• REQUIREMENT
Find every line in the records that holds the string "excavator". Copy each one.

** SUPPLIED DATA follows **

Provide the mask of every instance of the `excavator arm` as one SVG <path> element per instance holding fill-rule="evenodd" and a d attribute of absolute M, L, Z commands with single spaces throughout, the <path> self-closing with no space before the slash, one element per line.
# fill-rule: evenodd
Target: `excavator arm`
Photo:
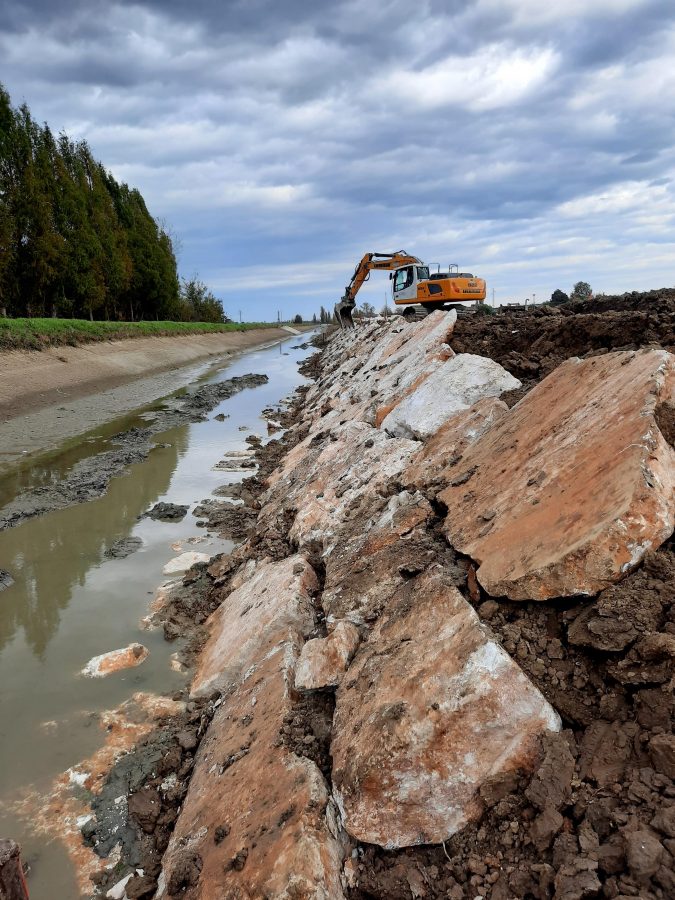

** End of SUPPLIED DATA **
** SUPPLIED DATA follows **

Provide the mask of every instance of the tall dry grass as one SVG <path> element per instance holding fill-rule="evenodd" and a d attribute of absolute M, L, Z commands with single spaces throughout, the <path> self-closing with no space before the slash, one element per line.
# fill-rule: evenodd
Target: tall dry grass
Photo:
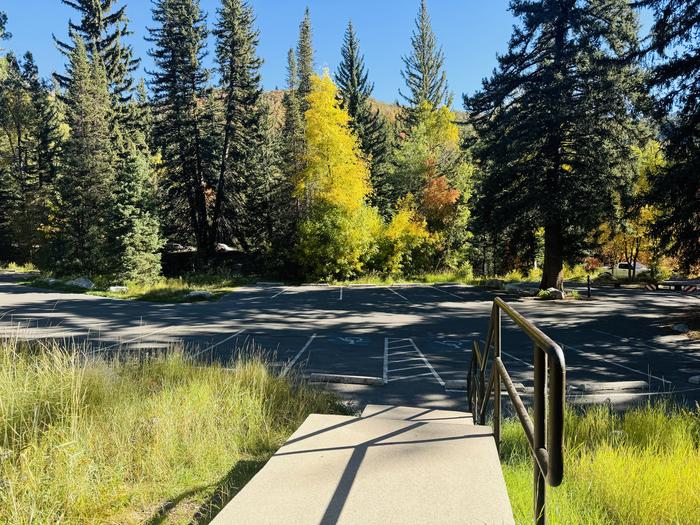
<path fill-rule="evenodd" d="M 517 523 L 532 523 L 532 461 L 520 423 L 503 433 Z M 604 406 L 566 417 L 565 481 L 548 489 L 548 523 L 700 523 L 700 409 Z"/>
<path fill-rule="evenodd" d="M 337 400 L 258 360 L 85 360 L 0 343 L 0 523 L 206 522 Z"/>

** End of SUPPLIED DATA **

• FINAL ANSWER
Provide the mask of every instance of the `excavator arm` as one SVG <path> element per instance holding fill-rule="evenodd" and a d attribute of absolute M, L, Z commands with single spaces throughout, the <path> self-closing with no space before the slash, one element per line.
Target: `excavator arm`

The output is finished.